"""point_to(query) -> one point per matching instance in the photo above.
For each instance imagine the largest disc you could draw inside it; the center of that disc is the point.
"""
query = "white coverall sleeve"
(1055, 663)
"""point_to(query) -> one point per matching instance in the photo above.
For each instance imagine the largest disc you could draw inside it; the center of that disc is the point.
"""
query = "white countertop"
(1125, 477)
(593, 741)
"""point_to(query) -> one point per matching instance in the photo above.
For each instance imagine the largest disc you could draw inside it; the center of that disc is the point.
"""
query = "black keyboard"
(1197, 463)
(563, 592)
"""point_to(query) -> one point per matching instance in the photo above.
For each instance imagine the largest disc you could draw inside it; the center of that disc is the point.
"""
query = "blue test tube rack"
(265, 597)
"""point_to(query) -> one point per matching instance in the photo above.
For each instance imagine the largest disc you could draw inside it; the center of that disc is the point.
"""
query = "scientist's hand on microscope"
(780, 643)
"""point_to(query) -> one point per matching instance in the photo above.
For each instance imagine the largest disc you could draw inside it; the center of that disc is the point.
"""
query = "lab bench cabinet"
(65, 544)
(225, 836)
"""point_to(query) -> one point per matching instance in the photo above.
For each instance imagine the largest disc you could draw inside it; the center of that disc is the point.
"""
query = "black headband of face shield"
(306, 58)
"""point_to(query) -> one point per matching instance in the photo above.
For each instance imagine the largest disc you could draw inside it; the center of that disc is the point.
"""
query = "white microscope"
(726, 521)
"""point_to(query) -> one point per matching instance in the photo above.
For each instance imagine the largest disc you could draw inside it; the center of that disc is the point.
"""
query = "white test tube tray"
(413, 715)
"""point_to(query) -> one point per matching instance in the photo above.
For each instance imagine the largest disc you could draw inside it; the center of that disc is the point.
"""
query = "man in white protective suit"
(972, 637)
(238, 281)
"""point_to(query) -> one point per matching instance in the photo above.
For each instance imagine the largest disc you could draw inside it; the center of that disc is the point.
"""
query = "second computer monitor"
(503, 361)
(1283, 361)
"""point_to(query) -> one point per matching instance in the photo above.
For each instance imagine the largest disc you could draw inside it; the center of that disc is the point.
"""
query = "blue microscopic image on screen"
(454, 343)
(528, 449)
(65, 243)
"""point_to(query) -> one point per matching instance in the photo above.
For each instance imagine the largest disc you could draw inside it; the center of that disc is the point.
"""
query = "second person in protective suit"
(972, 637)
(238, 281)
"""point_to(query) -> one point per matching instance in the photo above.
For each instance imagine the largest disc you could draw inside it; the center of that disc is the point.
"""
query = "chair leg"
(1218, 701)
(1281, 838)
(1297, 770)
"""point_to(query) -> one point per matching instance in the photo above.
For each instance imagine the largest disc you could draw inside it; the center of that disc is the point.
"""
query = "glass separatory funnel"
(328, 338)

◇ ◇ ◇ ◇

**About this exercise**:
Set down exactly what runs from the line containing "headband of face" through the last line above, both lines included.

**Completed exercise**:
query = "black headband of face shield"
(306, 58)
"""point_to(query) -> one point per matching instance in the photo above.
For each instance imagine the largest disc you could draw inside it; the center of that disc is the point.
"""
query = "white microscope"
(726, 521)
"""point_to(query) -> one point per matching instance in the photo above.
For each instance imagine the largest disc you could draw inside it; the center of that disc is the point.
"""
query = "white test tube tray"
(413, 715)
"""point_to(query) -> one point per matching instance in the photo above.
For each instance imagine the largest disc you could draw inside it; the center of that disc is the point.
"""
query = "man in white protective suit"
(972, 637)
(238, 281)
"""point_to(query) -> one point per matching instance in the photo above.
For each instance imagine the largest disc you could draw inside it; the center of that disc is the point.
"""
query = "second computer monitor"
(503, 361)
(1283, 361)
"""point_to(query) -> one point per matching instance in the photo above.
For each instance imagine the largest disc you could draw inside it; the center of that disc is the point.
"""
query = "blue microscopic image on screen"
(454, 343)
(528, 449)
(65, 243)
"""point_to(query) -> one point per matching instance in the photo above.
For each instance imagine the largest disc you could draw inside it; the center of that disc is the point.
"""
query = "second person in protective suit"
(972, 637)
(238, 281)
"""point_to(query) -> one point per matching instance in the photo above.
For each instance imagine the largest disc you could draw inside it; the center of that disc is the point.
"""
query = "chair leg"
(1218, 701)
(1281, 838)
(1297, 770)
"""point_to(query) -> one point per matching instance in the photo above.
For each instance imagine the largest disc you could draw inside it; the center of that disc is the point.
"""
query = "glass separatory funnel"
(328, 338)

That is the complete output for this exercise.